## What the exercise asks
So that the copy matches the original, retype each line of the material below exactly.

## Material supplied
■ ■ ■ ■ ■ ■ ■

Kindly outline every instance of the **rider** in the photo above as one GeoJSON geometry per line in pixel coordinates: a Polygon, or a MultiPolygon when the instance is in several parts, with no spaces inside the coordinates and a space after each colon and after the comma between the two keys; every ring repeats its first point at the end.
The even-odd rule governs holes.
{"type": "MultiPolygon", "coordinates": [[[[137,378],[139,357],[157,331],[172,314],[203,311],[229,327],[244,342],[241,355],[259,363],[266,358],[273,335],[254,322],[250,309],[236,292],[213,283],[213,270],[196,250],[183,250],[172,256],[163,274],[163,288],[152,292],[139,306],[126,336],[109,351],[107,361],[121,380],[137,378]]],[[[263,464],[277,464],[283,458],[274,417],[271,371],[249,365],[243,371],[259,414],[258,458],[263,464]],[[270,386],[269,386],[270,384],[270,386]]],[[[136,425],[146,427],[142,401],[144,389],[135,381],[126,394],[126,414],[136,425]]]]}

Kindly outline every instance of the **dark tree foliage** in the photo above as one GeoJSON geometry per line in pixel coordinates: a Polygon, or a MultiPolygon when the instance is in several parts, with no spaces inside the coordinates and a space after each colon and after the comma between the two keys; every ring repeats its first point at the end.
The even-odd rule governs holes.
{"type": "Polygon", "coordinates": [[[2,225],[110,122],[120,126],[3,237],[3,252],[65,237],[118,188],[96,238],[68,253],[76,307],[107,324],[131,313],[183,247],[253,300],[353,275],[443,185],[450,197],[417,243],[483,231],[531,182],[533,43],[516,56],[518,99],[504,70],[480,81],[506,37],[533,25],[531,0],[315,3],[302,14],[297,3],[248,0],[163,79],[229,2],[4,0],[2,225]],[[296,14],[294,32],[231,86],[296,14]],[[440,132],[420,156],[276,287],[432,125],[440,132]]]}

■ ■ ■ ■ ■ ■ ■

## Solution for this problem
Kindly outline every instance of the **rider** in the photo above as one GeoJSON geometry per line in pixel coordinates: a Polygon, or a MultiPolygon when the instance is in several parts, with no spaces inside the coordinates and a space after each colon and after the comma between the two keys; every ring repeats its first point at the end.
The even-odd rule governs holes.
{"type": "MultiPolygon", "coordinates": [[[[137,378],[139,357],[157,331],[172,314],[203,311],[229,327],[244,342],[241,355],[259,363],[266,358],[273,335],[254,322],[250,309],[236,292],[213,283],[213,270],[196,250],[183,250],[172,256],[163,274],[163,288],[152,292],[139,306],[126,336],[109,351],[107,361],[121,380],[137,378]]],[[[263,464],[277,464],[283,458],[274,417],[271,371],[249,365],[243,371],[259,414],[258,458],[263,464]],[[270,386],[269,386],[270,384],[270,386]]],[[[136,425],[146,427],[142,401],[144,389],[135,381],[126,394],[126,414],[136,425]]]]}

Kindly outline every instance of the **dark tree foliage** in the photo above as one GeoJSON geometry per line in pixel coordinates: a Polygon, or a MultiPolygon when the instance is in several parts, with no spaces inside the coordinates and a space after each colon and after the comma between the two keys; every ring repeats its first point at the end.
The even-odd rule governs holes.
{"type": "Polygon", "coordinates": [[[2,225],[110,122],[120,126],[3,237],[3,252],[65,237],[118,188],[96,238],[68,253],[76,307],[107,324],[131,313],[183,247],[253,300],[353,275],[443,185],[450,197],[417,243],[483,231],[531,182],[533,43],[516,56],[518,99],[504,70],[480,81],[506,37],[533,25],[531,0],[315,3],[302,14],[297,3],[248,0],[163,79],[229,2],[4,0],[2,225]],[[296,14],[294,32],[231,86],[296,14]],[[440,132],[420,156],[276,287],[432,125],[440,132]]]}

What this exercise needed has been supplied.